EXTRAIT SOURCE:

○ ○ ○

Les minorités trouvent leur voix À l’intersection
Quand Anas Daif lance son podcast À l’intersection en avril 2020 son but est clair : donner la parole aux minorités ethniques sous-représentées dans les médias. Retour sur la naissance et les objectifs de ce projet avec son créateur.
Il est 12h30, nous rejoignons Anas Daif lors de sa pause déjeuner dans les locaux de l’École Supérieure de Journalisme de Lille où il étudie. Avant de trouver sa voie, l’étudiant originaire de Paris passe par une prépa littéraire puis s’essaye au droit Anglo-américain avant de s’épanouir en licence d’info-communication. Anas confie que malgré tout, il a toujours eu ce rêve de journalisme bien qu’il le jugeait inatteignable : “J’avais même pas mis un pied dans le journalisme que je me disais que ce n’était pas fait pour moi.” Ce qui le freine, c’est la peur de ne pas être à la hauteur, d’échouer. Une peur qu’il arrivera à balayer en intégrant la prépa égalité des chances de l’ESJ et du Bondy Blog : “C’était une chance de réussir, alors je me suis dit saisis-là.” Le voilà aujourd’hui en deuxième année de master dans la première école de journalisme de France.

○ ○ ○

ENTRÉES FOURNIES:
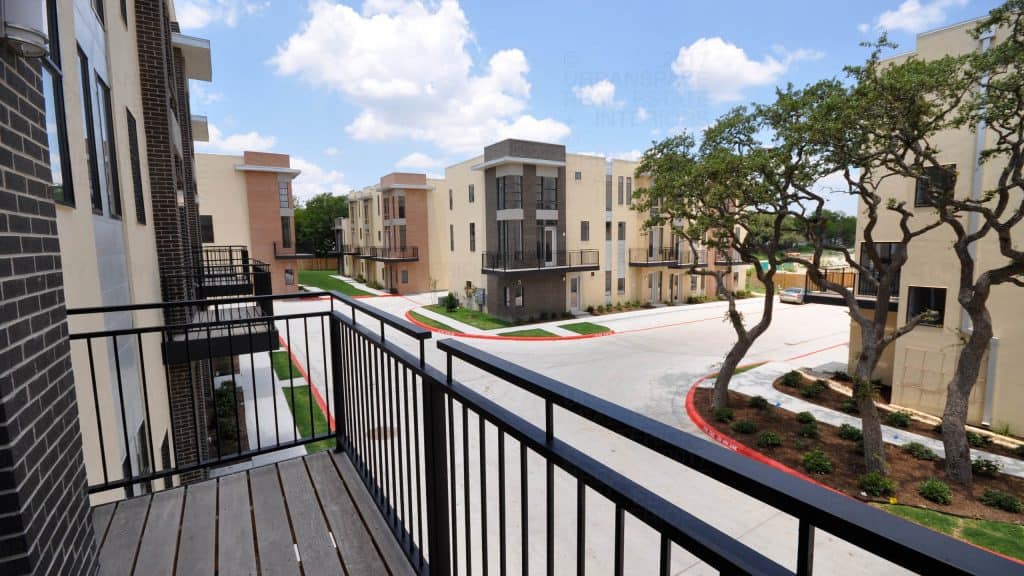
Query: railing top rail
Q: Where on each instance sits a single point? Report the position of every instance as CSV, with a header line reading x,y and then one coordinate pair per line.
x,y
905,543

○ ○ ○

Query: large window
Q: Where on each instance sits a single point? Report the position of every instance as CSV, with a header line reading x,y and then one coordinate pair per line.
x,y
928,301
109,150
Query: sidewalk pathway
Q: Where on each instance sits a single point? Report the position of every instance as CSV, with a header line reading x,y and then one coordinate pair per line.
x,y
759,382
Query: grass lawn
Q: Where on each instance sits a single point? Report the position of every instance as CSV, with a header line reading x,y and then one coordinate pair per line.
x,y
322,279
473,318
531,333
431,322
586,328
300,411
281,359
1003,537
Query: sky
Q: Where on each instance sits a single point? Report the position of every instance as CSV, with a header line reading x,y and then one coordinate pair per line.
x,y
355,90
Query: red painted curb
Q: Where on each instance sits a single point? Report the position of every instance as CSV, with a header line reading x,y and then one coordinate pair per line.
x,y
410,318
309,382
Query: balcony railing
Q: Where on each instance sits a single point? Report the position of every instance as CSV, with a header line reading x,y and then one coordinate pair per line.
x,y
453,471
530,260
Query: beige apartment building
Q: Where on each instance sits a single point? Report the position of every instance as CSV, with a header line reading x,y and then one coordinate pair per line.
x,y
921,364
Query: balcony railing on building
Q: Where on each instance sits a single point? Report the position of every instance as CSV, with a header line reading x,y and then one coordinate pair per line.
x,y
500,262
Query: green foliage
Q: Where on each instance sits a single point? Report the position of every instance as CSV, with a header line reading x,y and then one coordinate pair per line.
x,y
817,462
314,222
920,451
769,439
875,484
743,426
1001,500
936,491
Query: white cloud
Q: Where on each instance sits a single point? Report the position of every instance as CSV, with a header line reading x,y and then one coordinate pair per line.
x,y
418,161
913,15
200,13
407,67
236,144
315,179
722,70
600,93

○ ○ ○

CONSIGNE 1: D'après l'extrait source, qu'est-ce qui a longtemps empêché Anas Daif de se tourner vers le journalisme, et comment a-t-il dépassé cet obstacle ?
CONSIGNE 2: Comment rendre en anglais cette phrase de l'extrait source : « Ce qui le freine, c'est la peur de ne pas être à la hauteur, d'échouer. » ?
CONSIGNE 3: Reproduisez à l'identique le passage de l'extrait source qui va de « Il est 12h30, nous » à « journalisme de France. ».

RÉPONSE ATTENDUE 1: Il avait peur de ne pas être à la hauteur et d'échouer. Il a surmonté cette peur en intégrant la prépa égalité des chances de l'ESJ et du Bondy Blog, qu'il a vue comme une chance de réussir à saisir.

RÉPONSE ATTENDUE 2: What holds him back is the fear of not measuring up, of failing.

RÉPONSE ATTENDUE 3:
Il est 12h30, nous rejoignons Anas Daif lors de sa pause déjeuner dans les locaux de l’École Supérieure de Journalisme de Lille où il étudie. Avant de trouver sa voie, l’étudiant originaire de Paris passe par une prépa littéraire puis s’essaye au droit Anglo-américain avant de s’épanouir en licence d’info-communication. Anas confie que malgré tout, il a toujours eu ce rêve de journalisme bien qu’il le jugeait inatteignable : “J’avais même pas mis un pied dans le journalisme que je me disais que ce n’était pas fait pour moi.” Ce qui le freine, c’est la peur de ne pas être à la hauteur, d’échouer. Une peur qu’il arrivera à balayer en intégrant la prépa égalité des chances de l’ESJ et du Bondy Blog : “C’était une chance de réussir, alors je me suis dit saisis-là.” Le voilà aujourd’hui en deuxième année de master dans la première école de journalisme de France.